◆ Extracted text ◆
= = =

It begins with Dr. Kevin Drayton and Dr. Dan who developed a holographic machine, the first of its kind that shows not only awesome holographic images but demonstrates real-life behavior of what it is programmed to do like planets, stars, and whatnot. The machine was working as expected until one hopeless night, an image of a nine-month fetus inexplicably formed.
The two were baffled. It shouldn’t have been there for any reason. But it was. Thinking it was a system glitch, they did a hard reset.
Of the two, Kevin worked obsessively. People who do not know any better would describe him as one who “does not have a life outside of work”. Carol, his wife, has been doing everything to keep their marriage which was falling apart. Meanwhile, Kevin who is becoming more and more uncommunicative, spends more time in the laboratory than he ever has where he seems to experience solace and finds answers to the emptiness that is manifesting in his life.
The one question that remains unanswered, which was deepening the wedge between the couple was his anxiety over having a baby. While he loves children, he couldn’t seem to get his head wrap around having his own .
The next day at the lab, Kevin was astonished. It was no system glitch.The fetus that formed, despite the hard reset, “grew” and is now 6-7 years old.
Alone, the child was crying so Kevin programmed the machine and created balls and other toys to appease her. The “holographic girl” responded and played the way any child would. She’s aging about * 5 months an hour or 10 years a day. When asked what she was doing there (in the holographic machine), the girl simply responded “this is where I am supposed to be”.
She told them her name and where she was from. Nola Granville from Westchester, New York.
***
What Kevin was experiencing at the lab was an unprecedented phenomena. He knew it won’t last forever and he wasn’t to miss a second of it. He decided to stay there for “a few days” at the risk of losing his already unstable marriage.
Nola’s getting older not enjoying toys anymore.
Before long, she was in her twenties and she and Kevin hit it off. Their fondness of one another grew by the day from exchanging stories and playing chess. Nola shared just about everything...her childhood, defiance of her father, her passion and her romance with Robert Goldstone who was “nothing like the polo-playing dunderheads I grew up with”.

= = =

◆ Data extract ◆
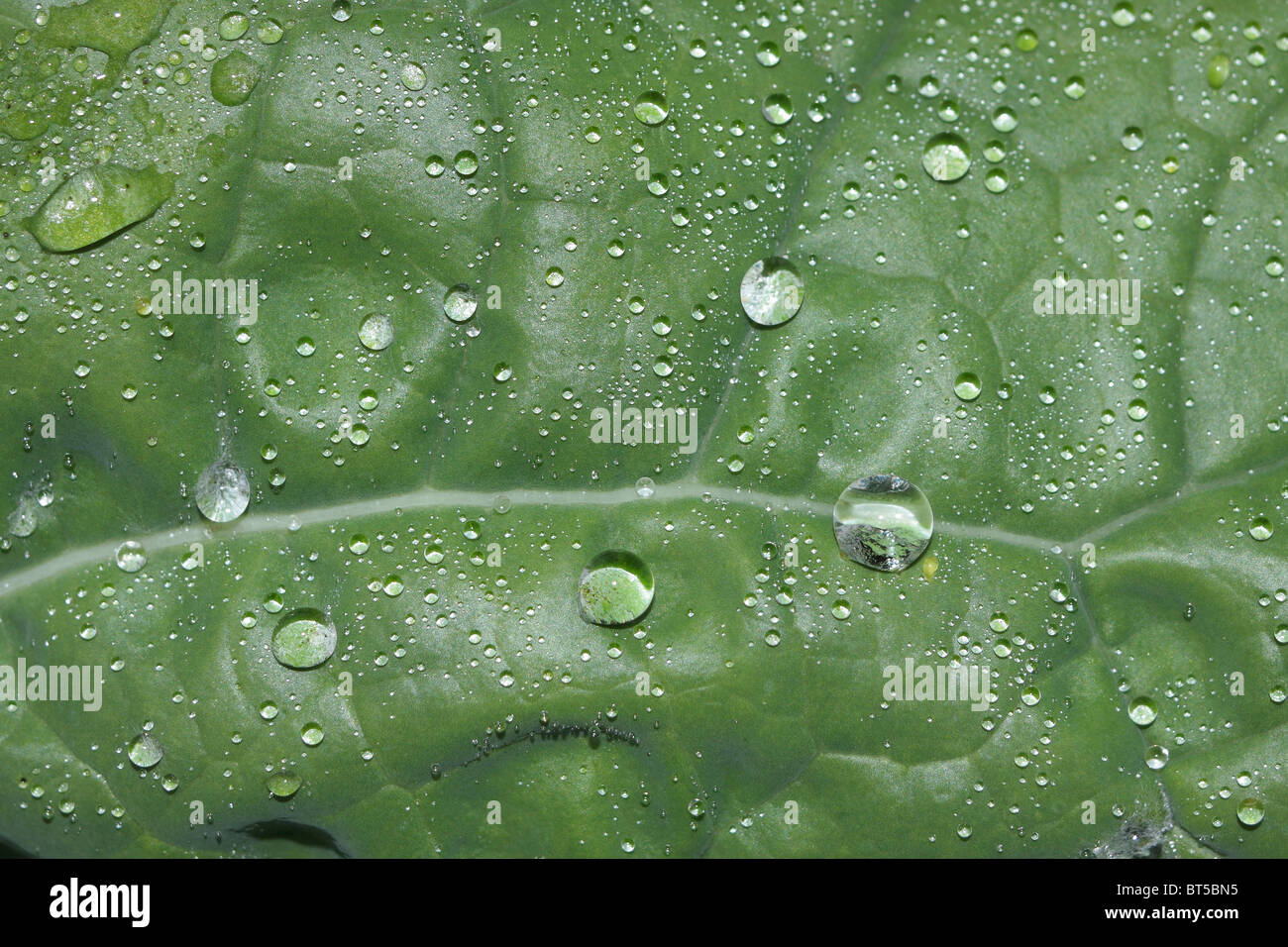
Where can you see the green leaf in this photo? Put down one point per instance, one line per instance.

= = =

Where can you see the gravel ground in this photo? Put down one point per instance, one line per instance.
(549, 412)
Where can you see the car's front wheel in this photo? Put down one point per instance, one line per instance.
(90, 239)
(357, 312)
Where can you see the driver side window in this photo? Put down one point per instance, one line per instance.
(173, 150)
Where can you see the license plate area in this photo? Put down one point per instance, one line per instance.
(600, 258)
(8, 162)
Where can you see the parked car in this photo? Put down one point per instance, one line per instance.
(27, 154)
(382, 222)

= = =

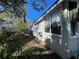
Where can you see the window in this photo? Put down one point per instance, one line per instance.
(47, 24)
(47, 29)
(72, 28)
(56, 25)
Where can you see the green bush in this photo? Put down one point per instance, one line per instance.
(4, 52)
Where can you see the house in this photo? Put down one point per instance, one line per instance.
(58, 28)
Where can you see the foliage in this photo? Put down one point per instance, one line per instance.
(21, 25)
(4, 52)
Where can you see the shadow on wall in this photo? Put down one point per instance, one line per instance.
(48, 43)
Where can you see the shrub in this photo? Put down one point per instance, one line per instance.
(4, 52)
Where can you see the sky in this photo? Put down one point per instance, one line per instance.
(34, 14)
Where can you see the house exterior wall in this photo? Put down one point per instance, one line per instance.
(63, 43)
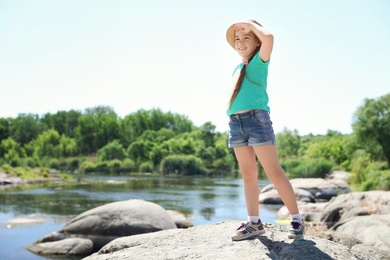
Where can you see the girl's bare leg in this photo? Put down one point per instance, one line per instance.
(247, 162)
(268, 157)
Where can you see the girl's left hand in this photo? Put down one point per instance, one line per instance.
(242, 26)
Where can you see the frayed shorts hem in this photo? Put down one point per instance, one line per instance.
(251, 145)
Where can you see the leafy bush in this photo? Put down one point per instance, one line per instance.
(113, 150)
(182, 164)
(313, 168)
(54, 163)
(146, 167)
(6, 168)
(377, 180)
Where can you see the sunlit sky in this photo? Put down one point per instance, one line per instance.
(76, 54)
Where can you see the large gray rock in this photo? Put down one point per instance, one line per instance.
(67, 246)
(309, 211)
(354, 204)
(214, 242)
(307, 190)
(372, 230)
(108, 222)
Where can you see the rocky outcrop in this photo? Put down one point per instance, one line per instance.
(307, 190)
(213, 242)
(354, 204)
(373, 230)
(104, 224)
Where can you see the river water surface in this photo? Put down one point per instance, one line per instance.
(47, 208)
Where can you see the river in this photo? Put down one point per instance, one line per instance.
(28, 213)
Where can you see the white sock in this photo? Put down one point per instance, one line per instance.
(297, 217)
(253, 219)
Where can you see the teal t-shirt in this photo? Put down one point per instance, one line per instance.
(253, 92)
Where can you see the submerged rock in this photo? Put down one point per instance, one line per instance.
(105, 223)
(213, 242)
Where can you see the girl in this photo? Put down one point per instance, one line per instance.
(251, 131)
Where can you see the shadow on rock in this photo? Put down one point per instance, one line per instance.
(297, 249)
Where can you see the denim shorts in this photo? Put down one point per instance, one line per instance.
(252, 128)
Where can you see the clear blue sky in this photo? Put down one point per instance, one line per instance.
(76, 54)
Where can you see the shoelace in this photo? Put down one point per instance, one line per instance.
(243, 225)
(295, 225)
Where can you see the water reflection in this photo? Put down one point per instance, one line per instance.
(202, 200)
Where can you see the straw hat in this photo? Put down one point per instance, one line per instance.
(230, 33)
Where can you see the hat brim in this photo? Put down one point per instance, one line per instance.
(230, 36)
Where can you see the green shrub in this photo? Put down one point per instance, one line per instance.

= = =

From the passage about the holographic machine, quote the words starting at "The two were" and ending at "in his life.". The listing that comes with the extracted text was taken from a separate source.

The two were baffled. It shouldn’t have been there for any reason. But it was. Thinking it was a system glitch, they did a hard reset.
Of the two, Kevin worked obsessively. People who do not know any better would describe him as one who “does not have a life outside of work”. Carol, his wife, has been doing everything to keep their marriage which was falling apart. Meanwhile, Kevin who is becoming more and more uncommunicative, spends more time in the laboratory than he ever has where he seems to experience solace and finds answers to the emptiness that is manifesting in his life.